Consigna 1>
Contesta estas preguntas según el fragmento:
(a) ¿Cuántos hermanos vivían con sus padres en la casa?
(b) ¿Qué pagos le quedan al hermano sobreviviente que sigue en la casa?
(c) ¿Qué tipo de juicio tendrá que afrontar ese sobreviviente?

□ □ □

Nora Pflüger
Les
propongo una parábola. Había una vez cinco hermanos, que vivían con sus padres
en la casa que habían construido con el esfuerzo de todos. Murieron los padres,
y los hermanos se dispusieron a resolver el tema de la propiedad y la responsabilidad
por la casa conforme a la Ley y los Profetas. Pero sucedió que en medio de los
trámites falleció el primer hermano, luego el segundo, luego el tercero, luego
el cuarto, y finalmente quedó adentro de la casa, solito con el pago de
impuestos y servicios, el quinto hermano. Pregunta: ¿de quién será la casa?
Respuesta (de sentido común): no habiendo
otros deudos, será, sin más vueltas, del hermano sobreviviente.
¡Ja! En nuestro país, queridos míos, la
propiedad de la casa entra de hecho en
una especie de nebulosa, y el pobre sobreviviente, además de lidiar con el
duelo de haber perdido a toda su familia, y de tener que seguir pagando
impuestos, servicios, etc., tendrá que afrontar años (y costos) de “juicio por sucesión”.
Comprendo las razones que pueden llevar a la Justicia a intervenir en temas de
herencias y bienes, respeto y cumplo las leyes del país, pero me gustaría que
ciertos expedientes se despacharan un poquito más rápido (además del resquemor
ante el uso de la palabra “juicio”, que a los ciudadanos comunes, no
especializados en temas del Derecho, nos pone la piel de gallina)…
Aquí, no es de buen augurio tener menos años
o mejor salud que los familiares más próximos y ser el último en apagar la luz.

□ □ □

Consigna 2> Reproduce literalmente las filas de los datos de anotación, desde la línea que contiene "the gold sequined" hasta la última fila, ambas incluidas.

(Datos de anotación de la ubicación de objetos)
□ □ □

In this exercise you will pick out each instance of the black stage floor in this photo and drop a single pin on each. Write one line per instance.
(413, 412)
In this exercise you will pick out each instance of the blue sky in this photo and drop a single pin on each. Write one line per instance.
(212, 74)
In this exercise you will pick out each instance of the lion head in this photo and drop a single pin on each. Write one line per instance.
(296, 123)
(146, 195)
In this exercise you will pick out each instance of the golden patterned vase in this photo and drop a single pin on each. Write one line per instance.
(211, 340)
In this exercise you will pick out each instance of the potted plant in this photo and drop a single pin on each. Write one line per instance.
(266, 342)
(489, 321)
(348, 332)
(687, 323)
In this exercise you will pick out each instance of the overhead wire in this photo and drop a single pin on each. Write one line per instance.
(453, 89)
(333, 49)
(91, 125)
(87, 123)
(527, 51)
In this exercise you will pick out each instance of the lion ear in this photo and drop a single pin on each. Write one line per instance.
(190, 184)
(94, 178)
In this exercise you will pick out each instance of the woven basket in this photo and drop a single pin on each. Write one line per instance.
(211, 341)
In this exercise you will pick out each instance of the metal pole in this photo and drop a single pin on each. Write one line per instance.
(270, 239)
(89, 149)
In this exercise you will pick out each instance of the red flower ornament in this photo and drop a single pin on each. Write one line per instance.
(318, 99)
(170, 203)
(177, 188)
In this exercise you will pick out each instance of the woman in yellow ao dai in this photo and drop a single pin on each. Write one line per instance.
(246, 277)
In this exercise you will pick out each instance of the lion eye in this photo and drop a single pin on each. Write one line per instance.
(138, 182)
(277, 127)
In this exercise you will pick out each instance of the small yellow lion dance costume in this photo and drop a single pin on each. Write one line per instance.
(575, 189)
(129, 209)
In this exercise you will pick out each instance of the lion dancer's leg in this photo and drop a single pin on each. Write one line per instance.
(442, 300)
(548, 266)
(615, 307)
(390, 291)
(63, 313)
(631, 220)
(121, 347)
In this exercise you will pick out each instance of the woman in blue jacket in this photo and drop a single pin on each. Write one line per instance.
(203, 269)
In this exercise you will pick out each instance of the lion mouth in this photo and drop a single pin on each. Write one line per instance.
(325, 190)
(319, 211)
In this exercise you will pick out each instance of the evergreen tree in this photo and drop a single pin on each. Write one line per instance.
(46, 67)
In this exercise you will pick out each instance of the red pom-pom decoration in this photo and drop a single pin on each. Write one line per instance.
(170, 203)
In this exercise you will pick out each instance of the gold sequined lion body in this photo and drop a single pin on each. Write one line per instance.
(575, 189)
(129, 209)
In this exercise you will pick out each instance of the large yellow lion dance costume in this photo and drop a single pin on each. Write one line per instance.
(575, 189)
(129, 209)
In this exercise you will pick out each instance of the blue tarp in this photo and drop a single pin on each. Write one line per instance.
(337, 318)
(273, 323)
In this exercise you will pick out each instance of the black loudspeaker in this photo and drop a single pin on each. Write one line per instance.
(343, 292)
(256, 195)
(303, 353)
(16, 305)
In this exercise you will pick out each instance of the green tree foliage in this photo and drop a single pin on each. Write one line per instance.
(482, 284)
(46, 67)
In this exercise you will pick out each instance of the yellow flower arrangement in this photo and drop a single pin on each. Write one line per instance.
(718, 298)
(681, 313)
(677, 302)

□ □ □

Solución 1>
(a) Cinco.
(b) Los impuestos y los servicios.
(c) Un "juicio por sucesión".

Solución 2>
In this exercise you will pick out each instance of the gold sequined lion body in this photo and drop a single pin on each. Write one line per instance.
(575, 189)
(129, 209)
In this exercise you will pick out each instance of the large yellow lion dance costume in this photo and drop a single pin on each. Write one line per instance.
(575, 189)
(129, 209)
In this exercise you will pick out each instance of the blue tarp in this photo and drop a single pin on each. Write one line per instance.
(337, 318)
(273, 323)
In this exercise you will pick out each instance of the black loudspeaker in this photo and drop a single pin on each. Write one line per instance.
(343, 292)
(256, 195)
(303, 353)
(16, 305)
In this exercise you will pick out each instance of the green tree foliage in this photo and drop a single pin on each. Write one line per instance.
(482, 284)
(46, 67)
In this exercise you will pick out each instance of the yellow flower arrangement in this photo and drop a single pin on each. Write one line per instance.
(718, 298)
(681, 313)
(677, 302)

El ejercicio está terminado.